| What needs to be done |
All entries are to be given again verbatim.

| Records excerpted from a collection |
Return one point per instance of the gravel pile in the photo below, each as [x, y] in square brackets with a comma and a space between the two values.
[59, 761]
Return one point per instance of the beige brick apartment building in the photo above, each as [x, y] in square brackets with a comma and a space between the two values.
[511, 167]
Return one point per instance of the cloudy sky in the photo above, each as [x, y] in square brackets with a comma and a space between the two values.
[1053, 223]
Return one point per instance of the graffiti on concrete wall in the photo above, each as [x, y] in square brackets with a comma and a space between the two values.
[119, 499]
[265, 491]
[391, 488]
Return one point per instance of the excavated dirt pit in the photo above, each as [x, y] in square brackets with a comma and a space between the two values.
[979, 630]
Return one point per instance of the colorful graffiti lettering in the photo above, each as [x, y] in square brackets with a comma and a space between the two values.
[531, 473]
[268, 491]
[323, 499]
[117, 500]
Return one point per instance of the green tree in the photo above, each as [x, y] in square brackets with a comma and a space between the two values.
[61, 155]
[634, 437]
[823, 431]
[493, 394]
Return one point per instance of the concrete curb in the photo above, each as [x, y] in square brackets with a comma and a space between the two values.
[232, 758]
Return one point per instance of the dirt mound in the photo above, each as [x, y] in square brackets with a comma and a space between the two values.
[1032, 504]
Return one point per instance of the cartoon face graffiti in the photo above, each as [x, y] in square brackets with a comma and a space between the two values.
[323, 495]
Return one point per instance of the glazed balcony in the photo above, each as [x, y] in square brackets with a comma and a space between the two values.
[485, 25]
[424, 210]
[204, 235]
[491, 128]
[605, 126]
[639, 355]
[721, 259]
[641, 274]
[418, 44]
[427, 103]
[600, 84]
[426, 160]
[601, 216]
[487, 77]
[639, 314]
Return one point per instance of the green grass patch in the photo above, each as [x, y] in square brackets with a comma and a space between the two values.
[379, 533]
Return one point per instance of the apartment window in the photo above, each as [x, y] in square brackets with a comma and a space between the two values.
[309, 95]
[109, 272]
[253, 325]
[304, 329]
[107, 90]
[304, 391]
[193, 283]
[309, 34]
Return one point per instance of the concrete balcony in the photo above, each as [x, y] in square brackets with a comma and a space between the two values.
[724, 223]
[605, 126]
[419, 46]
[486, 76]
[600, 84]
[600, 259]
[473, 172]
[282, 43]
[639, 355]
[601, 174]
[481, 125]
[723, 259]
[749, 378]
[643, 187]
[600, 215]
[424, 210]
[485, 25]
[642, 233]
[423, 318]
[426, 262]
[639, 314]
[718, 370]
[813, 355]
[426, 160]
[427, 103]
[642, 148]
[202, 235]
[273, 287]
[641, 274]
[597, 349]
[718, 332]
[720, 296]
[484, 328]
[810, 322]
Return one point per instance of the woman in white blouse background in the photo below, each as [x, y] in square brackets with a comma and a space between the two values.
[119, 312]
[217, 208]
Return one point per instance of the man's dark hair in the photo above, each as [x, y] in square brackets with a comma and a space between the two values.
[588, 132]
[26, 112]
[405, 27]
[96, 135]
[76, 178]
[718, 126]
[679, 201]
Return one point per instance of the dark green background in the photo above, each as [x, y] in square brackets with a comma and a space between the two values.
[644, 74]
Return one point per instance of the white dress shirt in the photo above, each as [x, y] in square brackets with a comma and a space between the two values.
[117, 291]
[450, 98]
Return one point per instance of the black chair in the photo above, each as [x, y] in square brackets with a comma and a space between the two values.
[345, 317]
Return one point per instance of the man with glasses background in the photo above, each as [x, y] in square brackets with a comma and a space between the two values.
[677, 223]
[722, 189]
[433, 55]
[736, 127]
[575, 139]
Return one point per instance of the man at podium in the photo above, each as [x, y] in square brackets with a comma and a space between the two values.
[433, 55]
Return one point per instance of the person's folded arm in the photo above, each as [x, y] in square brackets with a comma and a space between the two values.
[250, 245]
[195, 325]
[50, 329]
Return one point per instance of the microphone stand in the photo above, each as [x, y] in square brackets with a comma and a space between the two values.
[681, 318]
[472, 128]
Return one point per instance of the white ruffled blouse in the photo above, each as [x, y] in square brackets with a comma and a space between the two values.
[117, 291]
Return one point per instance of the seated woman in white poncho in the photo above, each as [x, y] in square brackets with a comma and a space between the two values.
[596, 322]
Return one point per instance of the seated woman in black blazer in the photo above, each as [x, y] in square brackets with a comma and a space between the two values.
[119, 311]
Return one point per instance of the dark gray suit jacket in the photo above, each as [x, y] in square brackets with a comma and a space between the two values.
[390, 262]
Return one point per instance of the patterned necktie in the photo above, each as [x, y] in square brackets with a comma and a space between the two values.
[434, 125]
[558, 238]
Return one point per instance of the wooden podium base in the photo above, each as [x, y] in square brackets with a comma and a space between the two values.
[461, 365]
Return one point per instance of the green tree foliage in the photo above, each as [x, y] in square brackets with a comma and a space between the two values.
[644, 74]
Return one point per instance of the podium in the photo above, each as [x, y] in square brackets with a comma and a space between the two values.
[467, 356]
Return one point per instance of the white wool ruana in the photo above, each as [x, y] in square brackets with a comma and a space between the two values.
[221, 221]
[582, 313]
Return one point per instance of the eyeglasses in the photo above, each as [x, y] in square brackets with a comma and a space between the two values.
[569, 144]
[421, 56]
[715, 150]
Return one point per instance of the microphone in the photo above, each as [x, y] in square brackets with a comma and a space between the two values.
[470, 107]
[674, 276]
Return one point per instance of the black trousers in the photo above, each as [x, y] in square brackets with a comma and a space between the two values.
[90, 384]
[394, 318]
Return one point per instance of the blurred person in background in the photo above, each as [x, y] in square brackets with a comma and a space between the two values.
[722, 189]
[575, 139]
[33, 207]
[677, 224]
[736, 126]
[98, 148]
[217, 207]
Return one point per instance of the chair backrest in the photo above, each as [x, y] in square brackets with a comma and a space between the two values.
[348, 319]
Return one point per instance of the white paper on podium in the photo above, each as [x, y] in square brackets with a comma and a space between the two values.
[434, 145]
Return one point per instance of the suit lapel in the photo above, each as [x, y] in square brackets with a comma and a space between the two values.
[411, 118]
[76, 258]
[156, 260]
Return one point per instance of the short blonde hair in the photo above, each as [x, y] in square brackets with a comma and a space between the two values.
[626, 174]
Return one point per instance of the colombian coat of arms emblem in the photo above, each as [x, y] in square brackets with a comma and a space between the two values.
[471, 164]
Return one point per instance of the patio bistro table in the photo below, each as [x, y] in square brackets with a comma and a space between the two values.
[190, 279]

| Result |
Return one point per instance of the gravel pile in the photo below, each as [x, y] in square brackets with a comma and a space between the two values.
[59, 761]
Return one point per instance of the beige brick apartment building in the photo above, each as [x, y] in square brackets with a comma and a space between the two values.
[511, 167]
Return one point per instance of the cloudy sky in the photo above, each as [x, y] in square brackets with a comma and a space between the two values.
[1053, 223]
Return one point per instance of the graffiti on concrete wall in the photo above, each as [x, y] in square brackets with a comma and a space between the two values.
[119, 499]
[265, 491]
[391, 488]
Return one point per instance of the excavated dirt pit in the photo above, each as [x, y] in square brackets with a comma and a space between the two values.
[979, 630]
Return one point per instance of the colorful graffiti lettering in the photo above, each as [x, y] in square brackets with a comma and a space between the two values.
[531, 473]
[268, 491]
[323, 499]
[117, 500]
Return one point per instance of the green tree in the photo above, each as [x, y] in square brackets with a comma and a space between the two values.
[61, 155]
[634, 437]
[823, 431]
[493, 394]
Return one point per instance of the concrete curb in the photo above, each as [x, y] in square brackets with a comma and a space between the two values.
[232, 758]
Return one point per instance of the dirt mound in the photo above, each as [x, y] in square brackets with a comma and a space between the two values.
[1032, 504]
Return one point per instance of the cartoon face graffiti in the photo above, each as [x, y] in square brackets with a comma and a space between the two values.
[323, 495]
Return one point per instance of the glazed balcony in the photo above, each as [x, y] in square brackets with a comma and a space between the two values.
[485, 25]
[424, 210]
[204, 235]
[491, 128]
[605, 126]
[639, 355]
[721, 259]
[641, 274]
[418, 44]
[427, 103]
[600, 84]
[426, 160]
[601, 216]
[487, 77]
[639, 314]
Return one point per instance of the green grass patch in the photo above, each as [x, y] in square brackets with a comma and a space between the two values.
[379, 533]
Return one point per instance of the apartment window in the photo above, each as [x, y] in square brackets with a comma and a space between the two values.
[309, 95]
[109, 272]
[253, 325]
[304, 329]
[107, 90]
[304, 391]
[193, 283]
[309, 34]
Return one point per instance of the concrete balcony in the photo above, each as [x, y] in square brackets with a comma and a space between the two values.
[724, 223]
[605, 126]
[419, 46]
[486, 76]
[600, 84]
[600, 259]
[473, 172]
[282, 43]
[639, 355]
[601, 174]
[481, 125]
[723, 259]
[749, 378]
[643, 187]
[600, 215]
[424, 210]
[485, 25]
[642, 233]
[423, 318]
[426, 262]
[639, 314]
[718, 370]
[813, 355]
[426, 160]
[427, 103]
[642, 148]
[202, 235]
[273, 287]
[641, 274]
[597, 349]
[718, 332]
[720, 296]
[484, 328]
[810, 322]
Return one point per instance of the woman in white blouse background in the photo below, each as [x, y] in square brackets with a comma and a space between the two values.
[119, 312]
[217, 208]
Return one point per instance of the man's dark hair in the photo above, each as [x, y] in square brackets with a comma and a space between the two values.
[588, 132]
[26, 112]
[405, 27]
[96, 135]
[76, 178]
[718, 126]
[679, 201]
Return one point per instance of the dark green background in the photo above, each as [x, y] in square brackets with a comma and a space between the two values.
[644, 74]
Return one point per instance of the white dress shirt in the photo above, each as [x, y] in square brackets with a comma and a space between the two values.
[117, 291]
[450, 98]
Return one point per instance of the black chair in the photo above, each as [x, y] in square brackets with a comma and a space between the two values.
[345, 317]
Return one point per instance of the man with glasses background in the photo above, each as [x, y] in square brackets with a comma and a space between the two values.
[677, 223]
[722, 189]
[433, 55]
[736, 127]
[575, 139]
Return one point per instance of the man at podium in the photo above, each as [x, y] in square brackets with a comma and a space between the two values.
[433, 55]
Return one point per instance of the person's folded arm in the photo above, each as [x, y] in square brackets with a comma and a space between the two values.
[250, 245]
[195, 325]
[50, 329]
Return one point per instance of the microphone stand in the photo above, each as [x, y] in square brackets with a comma and a space between the two values.
[681, 318]
[472, 128]
Return one point per instance of the white ruffled blouse in the photo above, each as [x, y] in square brackets with a comma and a space between the two values.
[117, 291]
Return one point per instance of the seated woman in white poncho in the photo above, each as [x, y] in square brackets with a comma and a space between the two values.
[596, 322]
Return one point per instance of the seated woman in black blazer in the photo above, each as [x, y] in square brackets with a comma and a space between the two values.
[119, 311]
Return one point per instance of the dark gray suit jacket in the photo above, each as [x, y] in square brackets with a comma and a space between the two values.
[390, 262]
Return one point per instance of the patterned necktie in the photo above, each as [x, y] in square brackets with a comma and a space between the two values.
[434, 125]
[558, 238]
Return one point per instance of the wooden podium base in the photo above, each as [x, y] in square brackets with a comma and a space between the two values.
[461, 365]
Return one point per instance of the green tree foliage in the photo above, each as [x, y] in square brackets with a comma and a space between the two values.
[644, 74]
Return one point per instance of the podium in the photo above, each as [x, y] in square brackets with a comma and a space between the two values.
[467, 356]
Return one point per instance of the white wool ruana in the photo above, each as [x, y] in square brackets with a comma and a space between the two values.
[221, 221]
[582, 313]
Return one point per instance of the eyeglasses in the photo above, each as [x, y] in square brackets with a comma and a space between the two values.
[569, 144]
[421, 56]
[715, 150]
Return one point per instance of the microphone in the photo above, each as [x, y] in square brackets with a comma and a space between the two values.
[470, 107]
[674, 276]
Return one point per instance of the black trousers in the photo above, each as [x, y] in square brackets with a comma and a space between the two values.
[90, 384]
[394, 318]
Return one point per instance of the blurred person in background in the photo above, each as [x, y] in square brackets with a comma and a space between the two values.
[722, 189]
[575, 139]
[33, 207]
[677, 224]
[736, 126]
[98, 148]
[217, 207]
Return one point per instance of the chair backrest in the photo above, each as [x, y] in square brackets with a comma and a space between the two values.
[348, 319]
Return one point per instance of the white paper on podium in the photo above, each as [x, y] in square brackets with a comma and a space between the two values.
[434, 145]
Return one point per instance of the suit lapel in the photo above, each as [x, y] in square brackets with a comma and a space between the two values.
[411, 118]
[76, 258]
[156, 260]
Return one point per instance of the short blonde hair in the photo above, each as [x, y] in square brackets with a comma and a space between the two values.
[626, 174]
Return one point per instance of the colombian coat of arms emblem in the photo above, each as [x, y] in square brackets with a comma and a space between the two values.
[471, 164]
Return one point per instance of the patio bistro table in the photo below, each as [x, y] in square brackets with a comma and a space between the two values.
[190, 279]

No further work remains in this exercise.